New Tea Range Aims to Address a Global Imbalance of Power
Traidcraft, the original fair trade pioneer, has launched a new range of Fairtrade Certified teas.
In 1979, Traidcraft imported the very first fair trade tea into the UK and the company is still at the forefront of fair trade tea development today. In a world where fair trade seems common place, Traidcraft is steaming ahead to find new ways to make their tea even better, with further reaching ethical impact.
The teas from the range, including Breakfast Blend teabags, Earl Grey teabags, and Breakfast Blend loose leaf tea, is full of authentic, fresh tea flavours thanks to Leaf Lock True Taste©, a unique process which protects the leaves on the journey between being plucked from the bush to being brewed in your teapot. The range also includes Breakfast Blend decaffeinated teabags.
While enjoying the new Traidcraft fair trade range, you will know that you’re drinking a brew that has travelled thousands of miles from the skilled hands of tea farmers straight to the cup you hold in your palm.
Robin Roth, chief executive at Traidcraft said: “We’re a nation of tea drinkers, but how much do we really know about the tea that we drink and where it comes from? At Traidcraft, we’re pioneering the future of fair trade and by buying fair trade, you’re ensuring that the farmers, growers and suppliers are all paid a fair price, are given direct access to markets and are treated with respect as equals – all of which we think makes our tea taste even better.
“With every sip you will experience the true taste of tea and know you’ve helped to address a global imbalance of power in the world of trade, spanning thousands of miles around the globe.”
Whilst a lot of the tea that we drink is produced on large plantations and estates across India, East Africa and Sri Lanka, and picked by employed labourers who work long hours for notoriously low wages, Traidcraft fair trade tea is sourced from carefully selected small-scale farms in Kenya and Malawi, transforming the lives of thousands of people through fair trade.

* * * *

# [Tasks to complete]
(1) List every product in Traidcraft's new tea range as the article about it names them.
(2) Pull out each line of the rows below that contains the word "glove".

# [Provided entries]

* * * *

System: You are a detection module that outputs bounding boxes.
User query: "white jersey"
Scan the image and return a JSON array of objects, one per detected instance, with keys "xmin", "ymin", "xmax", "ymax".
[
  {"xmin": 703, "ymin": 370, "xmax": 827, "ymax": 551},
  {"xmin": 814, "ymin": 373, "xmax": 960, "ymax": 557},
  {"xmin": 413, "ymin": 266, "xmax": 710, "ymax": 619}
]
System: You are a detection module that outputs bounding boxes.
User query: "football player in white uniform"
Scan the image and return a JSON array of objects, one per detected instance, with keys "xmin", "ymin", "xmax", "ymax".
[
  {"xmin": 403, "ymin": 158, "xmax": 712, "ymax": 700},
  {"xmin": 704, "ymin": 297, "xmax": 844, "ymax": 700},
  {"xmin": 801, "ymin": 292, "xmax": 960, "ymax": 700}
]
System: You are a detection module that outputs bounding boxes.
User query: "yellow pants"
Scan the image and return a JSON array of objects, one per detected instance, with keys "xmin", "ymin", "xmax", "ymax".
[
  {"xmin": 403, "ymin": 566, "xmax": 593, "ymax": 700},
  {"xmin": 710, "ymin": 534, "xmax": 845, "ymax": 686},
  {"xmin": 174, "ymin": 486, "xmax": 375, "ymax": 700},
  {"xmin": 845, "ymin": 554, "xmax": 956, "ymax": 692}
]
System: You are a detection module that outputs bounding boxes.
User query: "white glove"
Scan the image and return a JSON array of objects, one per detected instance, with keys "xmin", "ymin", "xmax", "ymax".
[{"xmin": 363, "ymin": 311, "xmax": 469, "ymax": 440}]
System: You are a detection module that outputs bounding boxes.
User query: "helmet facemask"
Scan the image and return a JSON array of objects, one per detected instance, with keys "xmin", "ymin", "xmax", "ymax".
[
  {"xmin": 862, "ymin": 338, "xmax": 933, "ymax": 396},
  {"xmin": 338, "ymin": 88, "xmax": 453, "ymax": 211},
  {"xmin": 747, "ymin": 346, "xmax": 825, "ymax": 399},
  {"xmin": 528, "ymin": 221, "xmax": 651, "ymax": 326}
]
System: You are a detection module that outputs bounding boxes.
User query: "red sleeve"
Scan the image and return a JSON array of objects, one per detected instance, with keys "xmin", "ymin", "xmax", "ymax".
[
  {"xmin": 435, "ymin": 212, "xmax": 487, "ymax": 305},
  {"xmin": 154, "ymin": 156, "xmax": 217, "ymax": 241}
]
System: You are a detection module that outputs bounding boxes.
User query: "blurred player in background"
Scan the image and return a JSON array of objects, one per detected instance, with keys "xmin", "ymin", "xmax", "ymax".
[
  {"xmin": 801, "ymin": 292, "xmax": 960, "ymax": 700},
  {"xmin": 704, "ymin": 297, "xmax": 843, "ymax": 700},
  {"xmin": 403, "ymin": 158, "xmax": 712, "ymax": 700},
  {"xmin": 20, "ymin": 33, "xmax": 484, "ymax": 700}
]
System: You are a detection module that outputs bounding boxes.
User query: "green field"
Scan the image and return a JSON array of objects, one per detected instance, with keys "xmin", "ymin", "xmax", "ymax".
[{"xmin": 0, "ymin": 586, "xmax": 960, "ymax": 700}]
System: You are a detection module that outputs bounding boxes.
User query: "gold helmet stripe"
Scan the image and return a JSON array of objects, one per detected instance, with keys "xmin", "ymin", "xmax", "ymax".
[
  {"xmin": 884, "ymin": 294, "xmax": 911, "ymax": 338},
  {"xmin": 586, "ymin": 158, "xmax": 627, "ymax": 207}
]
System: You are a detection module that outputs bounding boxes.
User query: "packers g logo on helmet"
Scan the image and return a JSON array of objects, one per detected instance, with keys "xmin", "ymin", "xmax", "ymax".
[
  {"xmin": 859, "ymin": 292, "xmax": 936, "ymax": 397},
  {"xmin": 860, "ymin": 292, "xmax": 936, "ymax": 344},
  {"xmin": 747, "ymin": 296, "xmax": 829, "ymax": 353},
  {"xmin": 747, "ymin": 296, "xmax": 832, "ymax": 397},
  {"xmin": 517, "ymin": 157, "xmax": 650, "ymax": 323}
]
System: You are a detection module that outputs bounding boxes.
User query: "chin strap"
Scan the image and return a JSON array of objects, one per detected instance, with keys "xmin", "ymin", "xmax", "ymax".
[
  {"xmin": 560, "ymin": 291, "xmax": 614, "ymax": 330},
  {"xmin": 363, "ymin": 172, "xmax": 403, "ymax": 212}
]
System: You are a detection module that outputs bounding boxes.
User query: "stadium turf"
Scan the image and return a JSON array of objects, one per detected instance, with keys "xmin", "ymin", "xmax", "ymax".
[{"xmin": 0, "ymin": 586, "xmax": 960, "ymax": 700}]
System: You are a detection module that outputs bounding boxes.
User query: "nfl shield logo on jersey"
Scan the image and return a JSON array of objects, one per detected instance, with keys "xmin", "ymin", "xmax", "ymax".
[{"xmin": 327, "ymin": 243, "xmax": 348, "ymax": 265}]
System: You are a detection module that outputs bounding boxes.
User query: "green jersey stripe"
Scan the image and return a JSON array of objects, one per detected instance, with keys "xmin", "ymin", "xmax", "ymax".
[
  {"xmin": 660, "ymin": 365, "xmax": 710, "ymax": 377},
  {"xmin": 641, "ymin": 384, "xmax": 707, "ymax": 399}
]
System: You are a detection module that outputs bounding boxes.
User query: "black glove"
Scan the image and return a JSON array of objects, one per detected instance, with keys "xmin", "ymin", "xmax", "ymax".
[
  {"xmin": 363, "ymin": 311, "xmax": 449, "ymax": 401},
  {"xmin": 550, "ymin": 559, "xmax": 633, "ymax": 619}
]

* * * *

# [Expected responses]
(1)
- Breakfast Blend teabags
- Earl Grey teabags
- Breakfast Blend loose leaf tea
- Breakfast Blend decaffeinated teabags

(2)
User query: "white glove"
User query: "black glove"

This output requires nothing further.